• [WHAT YOU ARE ASKED TO DO] The task calls for every line of the data to be repeated exactly.

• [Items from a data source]
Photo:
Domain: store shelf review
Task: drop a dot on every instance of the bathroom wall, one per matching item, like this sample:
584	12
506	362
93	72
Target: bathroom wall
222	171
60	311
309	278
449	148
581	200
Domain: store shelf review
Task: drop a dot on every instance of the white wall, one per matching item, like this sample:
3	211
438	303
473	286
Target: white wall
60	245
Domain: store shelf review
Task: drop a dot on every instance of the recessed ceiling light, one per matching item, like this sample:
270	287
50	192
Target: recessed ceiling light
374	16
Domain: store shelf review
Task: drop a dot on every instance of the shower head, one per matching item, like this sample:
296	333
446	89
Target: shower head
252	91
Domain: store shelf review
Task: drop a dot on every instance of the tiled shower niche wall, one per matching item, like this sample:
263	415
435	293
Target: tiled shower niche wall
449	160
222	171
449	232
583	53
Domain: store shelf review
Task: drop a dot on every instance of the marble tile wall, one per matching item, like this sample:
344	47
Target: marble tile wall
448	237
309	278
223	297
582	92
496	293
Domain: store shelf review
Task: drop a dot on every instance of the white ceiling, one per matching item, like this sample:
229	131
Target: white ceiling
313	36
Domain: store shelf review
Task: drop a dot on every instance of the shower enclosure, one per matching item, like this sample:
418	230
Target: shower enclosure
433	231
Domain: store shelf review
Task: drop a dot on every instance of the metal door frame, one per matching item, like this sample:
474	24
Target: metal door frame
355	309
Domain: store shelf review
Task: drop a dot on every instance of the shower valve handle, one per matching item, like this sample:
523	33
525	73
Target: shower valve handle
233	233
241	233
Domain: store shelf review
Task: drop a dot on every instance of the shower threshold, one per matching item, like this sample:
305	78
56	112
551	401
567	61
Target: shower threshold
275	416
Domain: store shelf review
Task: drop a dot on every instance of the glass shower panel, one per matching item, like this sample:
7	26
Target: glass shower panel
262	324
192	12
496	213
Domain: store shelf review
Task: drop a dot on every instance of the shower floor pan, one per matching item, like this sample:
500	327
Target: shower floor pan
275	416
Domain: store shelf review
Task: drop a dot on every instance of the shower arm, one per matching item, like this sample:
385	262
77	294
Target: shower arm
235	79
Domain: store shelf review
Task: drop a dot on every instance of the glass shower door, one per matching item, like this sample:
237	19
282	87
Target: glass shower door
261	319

• [RESPONSE]
Photo:
Domain: store shelf review
Task: drop a dot on every instance of the bathroom wall, one per matching item, like this sample:
584	12
506	362
93	72
Target: bathroom wall
222	171
60	311
309	278
449	148
581	200
Domain: store shelf review
Task: drop a dot on every instance of the white wall, one per matching item, like this sample:
3	211
438	303
473	286
Target: white wall
60	245
Domain: store shelf review
Task: drop a dot on every instance of the recessed ceiling light, one per matching item, like this sample:
270	287
50	192
Target: recessed ceiling light
374	16
Domain: store shelf review
Task: drop a dot on every instance of the shower head, one per matching item, like this sample:
296	333
446	89
Target: shower head
252	91
Domain: store shelf review
Task: drop a dot on every instance of the tiled shower niche wall, one per matching item, like this sample:
263	415
435	293
Target: tiled shower niche wall
449	160
222	171
449	232
583	53
Domain: store shelf review
Task: drop a dot on every instance of the marble tile wall, one per matching item, like this sample:
344	47
Target: marble tile wall
448	237
309	278
223	297
582	92
496	293
Domain: store shelf review
Task: drop a dot on every instance of the white ceiling, one per matching item, like this sample:
229	131
Target: white ceiling
313	36
Domain: store shelf review
Task: drop a dot on every instance of the shower enclosure, one per matching item, like this sample:
418	230
Target: shower enclosure
433	231
Domain: store shelf review
Task: drop a dot on every instance of the metal door frame, one per matching item, like this sample:
474	24
Target: metal door frame
355	309
Domain: store shelf review
Task: drop a dot on every instance of the shower valve handle, one per matching item, like this sample:
523	33
525	73
Target: shower valve handle
233	233
241	233
Domain: store shelf review
Task: drop a dot on every instance of the shower threshold, one per matching item, like this sample:
305	78
56	112
551	401
567	61
Target: shower threshold
275	416
Domain: store shelf review
Task: drop a dot on every instance of the glass shower panel, one per matching item, like this sample:
7	26
Target: glass shower panel
262	324
192	12
496	213
Domain: store shelf review
Task: drop a dot on every instance of the shower floor pan, one per matching item, like this sample:
500	327
Target: shower floor pan
275	416
Domain: store shelf review
Task: drop a dot on every instance of the shower arm, one per matching item, like this sample:
385	262
77	294
Target: shower arm
235	79
Domain: store shelf review
Task: drop a dot on every instance of the glass shower door, one per matching item, like this sample:
237	19
282	87
Target: glass shower door
261	319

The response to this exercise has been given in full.